→ EXERCISE MATERIAL
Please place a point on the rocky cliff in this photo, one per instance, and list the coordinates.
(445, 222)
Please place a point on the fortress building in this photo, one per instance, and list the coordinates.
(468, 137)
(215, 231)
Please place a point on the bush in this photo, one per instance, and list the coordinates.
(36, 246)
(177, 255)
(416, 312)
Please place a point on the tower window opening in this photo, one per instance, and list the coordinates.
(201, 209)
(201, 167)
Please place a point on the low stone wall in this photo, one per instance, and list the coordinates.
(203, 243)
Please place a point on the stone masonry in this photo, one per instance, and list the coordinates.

→ WHAT IS NEEDED
All entries should be restated word for word.

→ WRITTEN RESPONSE
Please place a point on the rocky cliff in this photo, one per instance, and list the coordinates.
(445, 222)
Please place a point on the fortress building in this photo, one per instance, and list the coordinates.
(468, 137)
(215, 231)
Please place a point on the bush in this photo, one per instance, and list the coordinates.
(36, 246)
(177, 255)
(416, 312)
Please place a point on the tower window opening in this photo, one per instance, and list the coordinates.
(201, 209)
(201, 167)
Please place a point on the low stone wall in this photo, one per instance, and list the coordinates.
(203, 243)
Please place a point on the stone masonry in this photo, one per instance, and list the coordinates.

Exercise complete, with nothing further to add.